SUPPLIED ENTRIES Block Start

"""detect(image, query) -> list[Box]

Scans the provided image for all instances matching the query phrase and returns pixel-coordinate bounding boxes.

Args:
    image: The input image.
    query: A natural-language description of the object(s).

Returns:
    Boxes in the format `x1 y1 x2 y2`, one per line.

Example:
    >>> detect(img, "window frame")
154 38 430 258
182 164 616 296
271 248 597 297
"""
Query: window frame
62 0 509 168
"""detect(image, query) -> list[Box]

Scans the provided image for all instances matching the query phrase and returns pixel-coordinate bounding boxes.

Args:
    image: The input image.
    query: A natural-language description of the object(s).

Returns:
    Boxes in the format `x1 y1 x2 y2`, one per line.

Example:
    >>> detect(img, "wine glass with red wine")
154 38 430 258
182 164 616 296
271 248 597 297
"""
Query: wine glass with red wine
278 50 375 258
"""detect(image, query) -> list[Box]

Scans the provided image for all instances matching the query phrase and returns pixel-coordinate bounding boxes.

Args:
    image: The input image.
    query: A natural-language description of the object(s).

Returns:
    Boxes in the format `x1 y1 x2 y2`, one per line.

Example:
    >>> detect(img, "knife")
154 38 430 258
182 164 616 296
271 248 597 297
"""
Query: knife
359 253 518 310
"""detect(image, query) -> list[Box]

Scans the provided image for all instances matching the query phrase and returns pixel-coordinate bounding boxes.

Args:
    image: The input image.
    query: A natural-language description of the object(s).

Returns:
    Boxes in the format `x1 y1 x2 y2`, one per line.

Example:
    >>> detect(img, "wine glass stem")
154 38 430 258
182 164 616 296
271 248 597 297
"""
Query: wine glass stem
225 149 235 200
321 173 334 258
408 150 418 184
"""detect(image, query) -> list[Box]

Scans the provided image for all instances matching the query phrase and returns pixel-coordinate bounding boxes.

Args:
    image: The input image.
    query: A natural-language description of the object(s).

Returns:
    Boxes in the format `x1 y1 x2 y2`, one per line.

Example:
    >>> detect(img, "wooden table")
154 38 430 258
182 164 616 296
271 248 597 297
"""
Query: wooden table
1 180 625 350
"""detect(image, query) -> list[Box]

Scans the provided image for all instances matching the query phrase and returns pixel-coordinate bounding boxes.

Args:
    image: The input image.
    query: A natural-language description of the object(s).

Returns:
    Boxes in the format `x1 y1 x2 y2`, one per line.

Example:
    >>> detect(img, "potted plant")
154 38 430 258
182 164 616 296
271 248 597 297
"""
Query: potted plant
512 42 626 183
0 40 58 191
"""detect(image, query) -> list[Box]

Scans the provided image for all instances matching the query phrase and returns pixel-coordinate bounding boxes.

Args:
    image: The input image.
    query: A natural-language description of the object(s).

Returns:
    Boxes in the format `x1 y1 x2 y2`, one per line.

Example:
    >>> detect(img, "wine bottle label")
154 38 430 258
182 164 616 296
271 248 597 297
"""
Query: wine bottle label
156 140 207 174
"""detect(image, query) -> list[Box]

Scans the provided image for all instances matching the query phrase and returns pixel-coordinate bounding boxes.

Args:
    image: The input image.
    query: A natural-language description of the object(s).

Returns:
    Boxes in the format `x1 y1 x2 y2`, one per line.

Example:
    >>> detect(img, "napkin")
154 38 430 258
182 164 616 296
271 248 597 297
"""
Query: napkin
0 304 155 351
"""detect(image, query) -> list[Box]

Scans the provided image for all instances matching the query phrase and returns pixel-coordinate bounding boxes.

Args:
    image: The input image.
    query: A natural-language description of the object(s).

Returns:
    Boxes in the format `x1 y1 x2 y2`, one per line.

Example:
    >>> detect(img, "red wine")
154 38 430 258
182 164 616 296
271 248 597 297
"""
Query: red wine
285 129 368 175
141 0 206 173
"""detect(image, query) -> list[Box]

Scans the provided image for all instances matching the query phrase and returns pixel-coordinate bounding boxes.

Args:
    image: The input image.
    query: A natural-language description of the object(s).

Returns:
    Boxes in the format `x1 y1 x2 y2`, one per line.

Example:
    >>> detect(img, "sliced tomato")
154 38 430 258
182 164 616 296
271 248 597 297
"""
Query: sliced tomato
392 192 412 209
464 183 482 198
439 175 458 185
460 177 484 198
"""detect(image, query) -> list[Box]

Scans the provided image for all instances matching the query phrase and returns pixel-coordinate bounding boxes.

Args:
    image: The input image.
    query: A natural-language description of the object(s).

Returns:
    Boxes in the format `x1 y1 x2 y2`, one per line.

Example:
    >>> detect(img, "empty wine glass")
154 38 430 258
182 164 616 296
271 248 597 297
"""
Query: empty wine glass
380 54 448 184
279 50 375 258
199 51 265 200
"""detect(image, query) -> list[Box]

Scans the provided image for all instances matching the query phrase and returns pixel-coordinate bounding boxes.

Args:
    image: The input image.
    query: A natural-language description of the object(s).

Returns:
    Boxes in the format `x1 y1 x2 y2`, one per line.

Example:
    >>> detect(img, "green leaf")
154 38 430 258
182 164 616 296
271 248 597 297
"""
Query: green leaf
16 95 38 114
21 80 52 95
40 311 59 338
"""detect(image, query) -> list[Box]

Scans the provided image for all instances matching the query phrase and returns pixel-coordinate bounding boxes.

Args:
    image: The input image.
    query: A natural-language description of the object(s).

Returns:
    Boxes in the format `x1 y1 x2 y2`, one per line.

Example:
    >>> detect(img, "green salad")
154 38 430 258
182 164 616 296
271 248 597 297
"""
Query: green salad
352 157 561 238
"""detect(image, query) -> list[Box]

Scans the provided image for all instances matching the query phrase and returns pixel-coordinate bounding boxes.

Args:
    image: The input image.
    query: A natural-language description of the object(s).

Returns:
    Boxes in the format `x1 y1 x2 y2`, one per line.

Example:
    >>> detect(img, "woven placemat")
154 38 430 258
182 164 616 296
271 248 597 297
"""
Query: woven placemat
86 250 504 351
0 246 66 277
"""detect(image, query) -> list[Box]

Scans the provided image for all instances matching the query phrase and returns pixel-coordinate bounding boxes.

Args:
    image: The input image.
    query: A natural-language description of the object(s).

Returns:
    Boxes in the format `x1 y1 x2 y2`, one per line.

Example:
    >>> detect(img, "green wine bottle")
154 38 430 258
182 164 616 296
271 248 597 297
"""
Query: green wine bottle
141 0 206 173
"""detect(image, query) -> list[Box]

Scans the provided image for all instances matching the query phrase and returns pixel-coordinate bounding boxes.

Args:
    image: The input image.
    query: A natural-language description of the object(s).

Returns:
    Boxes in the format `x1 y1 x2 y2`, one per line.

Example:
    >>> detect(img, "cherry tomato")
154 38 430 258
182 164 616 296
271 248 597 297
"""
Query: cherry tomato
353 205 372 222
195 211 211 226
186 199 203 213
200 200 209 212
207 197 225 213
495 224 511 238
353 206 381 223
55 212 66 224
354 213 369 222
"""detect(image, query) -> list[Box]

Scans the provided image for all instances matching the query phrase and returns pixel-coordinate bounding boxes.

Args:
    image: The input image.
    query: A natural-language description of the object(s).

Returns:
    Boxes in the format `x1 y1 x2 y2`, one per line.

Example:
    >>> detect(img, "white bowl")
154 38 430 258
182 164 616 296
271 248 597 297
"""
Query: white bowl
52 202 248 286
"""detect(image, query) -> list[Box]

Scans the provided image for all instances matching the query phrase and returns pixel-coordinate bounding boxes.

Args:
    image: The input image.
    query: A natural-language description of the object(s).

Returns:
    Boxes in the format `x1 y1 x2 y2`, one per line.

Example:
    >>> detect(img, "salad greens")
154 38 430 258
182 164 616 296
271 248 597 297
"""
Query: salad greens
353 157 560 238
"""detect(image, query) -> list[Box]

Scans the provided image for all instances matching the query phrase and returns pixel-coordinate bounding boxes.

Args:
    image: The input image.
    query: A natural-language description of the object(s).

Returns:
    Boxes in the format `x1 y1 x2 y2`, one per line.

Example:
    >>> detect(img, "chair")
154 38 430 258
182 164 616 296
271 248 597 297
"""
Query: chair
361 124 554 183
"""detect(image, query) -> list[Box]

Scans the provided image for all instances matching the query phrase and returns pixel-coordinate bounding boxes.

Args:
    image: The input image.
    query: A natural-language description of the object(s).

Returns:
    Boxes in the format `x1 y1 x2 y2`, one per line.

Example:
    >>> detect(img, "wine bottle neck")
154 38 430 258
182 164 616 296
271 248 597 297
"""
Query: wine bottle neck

SUPPLIED ENTRIES Block End

AIM OF THE EXERCISE - From the entries above, return each line with the word "neck" in it.

ANSWER TO THIS TASK -
    >>> detect(img, "wine bottle neck")
Query: wine bottle neck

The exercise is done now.